* **Instructions for the task**: In the text on Golijov's early years as a composer, how long was the standing ovation at the premiere of "La Pasion"?

* **Text under study**:
Waking up to his talent
Golijov began composing when he was 5 or 6 years old, playing with his toys under his mother’s piano and making up tunes. Improvisation and making new music were more interesting to him than becoming an accomplished pianist, though he does compose on the piano, despite what he refers to as his “poor” piano-playing. In his childhood days, his mother, a piano teacher, notated his pieces. A few years later, singing liturgical music in the synagogue choir, he was inspired to arrange the music differently.
But his “great wake-up call” as a musician and composer arrived when he was about 9 years old, and his mother took him to hear Astor Piazzolla, whom Golijov refers to with a wink and a smile as the “Tango Doctor.”
“I could really understand everything — harmonies, counterpoints, rhythms, all that related him to Stravinsky and Bartók. I could see how life itself was distilled into his music. I could hear all the people walking, cursing, talking, loving, seducing, being melancholy. Everything became notes and rhythms and I thought that was extraordinary. I’m still grateful that Piazzolla’s music helped me to become a composer.”
And like many composers and artists, he said, “My life story is reflected in my music.” As he has moved across several continents, he has soaked up many kinds of music.
“Being in America for so long, I absorbed so much especially because of the connection with so many different musicians. Iranian musicians come to mind, percussionists I met when composing the `Pasion’ [`La Pasion Segun San Marcos’]. Those are not Argentinian or Israeli rhythms, they are from Cuba and Brazil.”
Many consider “La Pasion” Golijov’s masterpiece, which reimagines Bach’s “Passion” on the streets of Cuba and Brazil during carnival time. The European Music Festival commissioned the piece to commemorate the 250th anniversary of Bach’s death, and it premiered in Stuttgart in 2000, where it inspired an astounding 25-minute standing ovation. It was “widely hailed by critics as establishing a new voice for classical music at the dawn of the 21st century,” according to a 2015 Friends of Music blog post. “A true pan-American passion, this is a theatrical and original carnival of South American singing, dancing and drumming. It turned Golijov into the most feted young composer in America.”

* **Source material**:

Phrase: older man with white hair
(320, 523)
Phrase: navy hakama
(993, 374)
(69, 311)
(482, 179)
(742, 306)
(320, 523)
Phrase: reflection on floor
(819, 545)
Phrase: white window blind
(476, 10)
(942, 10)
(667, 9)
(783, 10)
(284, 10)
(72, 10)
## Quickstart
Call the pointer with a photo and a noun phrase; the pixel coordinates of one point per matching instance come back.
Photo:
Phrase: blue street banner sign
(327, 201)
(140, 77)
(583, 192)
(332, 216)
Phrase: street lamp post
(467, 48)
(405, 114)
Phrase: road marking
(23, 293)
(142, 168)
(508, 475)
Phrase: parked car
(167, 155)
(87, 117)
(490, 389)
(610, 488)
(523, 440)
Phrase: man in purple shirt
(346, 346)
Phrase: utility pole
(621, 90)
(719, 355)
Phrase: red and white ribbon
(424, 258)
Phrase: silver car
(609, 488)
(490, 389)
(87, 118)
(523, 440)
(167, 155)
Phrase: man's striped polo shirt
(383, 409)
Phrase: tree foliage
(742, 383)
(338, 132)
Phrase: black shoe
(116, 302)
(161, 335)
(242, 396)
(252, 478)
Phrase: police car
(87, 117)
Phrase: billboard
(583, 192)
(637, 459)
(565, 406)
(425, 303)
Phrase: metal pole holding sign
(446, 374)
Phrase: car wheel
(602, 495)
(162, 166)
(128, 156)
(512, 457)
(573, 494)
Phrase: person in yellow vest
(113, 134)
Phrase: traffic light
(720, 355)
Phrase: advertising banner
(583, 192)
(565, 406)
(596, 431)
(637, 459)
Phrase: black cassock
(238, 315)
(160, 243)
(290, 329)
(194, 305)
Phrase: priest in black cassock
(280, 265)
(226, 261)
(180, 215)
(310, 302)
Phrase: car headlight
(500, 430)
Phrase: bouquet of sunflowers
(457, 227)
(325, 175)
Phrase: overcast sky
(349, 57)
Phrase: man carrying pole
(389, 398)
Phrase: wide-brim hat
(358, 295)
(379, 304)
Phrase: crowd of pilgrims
...
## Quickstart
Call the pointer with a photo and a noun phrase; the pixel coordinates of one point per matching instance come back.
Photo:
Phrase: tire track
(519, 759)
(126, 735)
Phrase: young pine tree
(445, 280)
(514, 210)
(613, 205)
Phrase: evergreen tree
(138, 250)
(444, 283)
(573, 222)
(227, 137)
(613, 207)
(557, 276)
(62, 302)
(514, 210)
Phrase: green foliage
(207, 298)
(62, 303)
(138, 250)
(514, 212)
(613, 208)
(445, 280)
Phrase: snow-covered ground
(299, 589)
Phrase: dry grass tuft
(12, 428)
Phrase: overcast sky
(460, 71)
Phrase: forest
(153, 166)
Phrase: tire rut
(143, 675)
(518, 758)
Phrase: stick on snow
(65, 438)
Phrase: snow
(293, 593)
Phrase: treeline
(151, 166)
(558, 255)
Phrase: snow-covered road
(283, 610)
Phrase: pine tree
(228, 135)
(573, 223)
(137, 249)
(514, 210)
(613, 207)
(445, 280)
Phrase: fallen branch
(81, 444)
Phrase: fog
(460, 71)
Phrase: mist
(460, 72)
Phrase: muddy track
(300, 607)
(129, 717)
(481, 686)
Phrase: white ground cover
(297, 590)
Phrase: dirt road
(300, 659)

* **Your response**: 25 minutes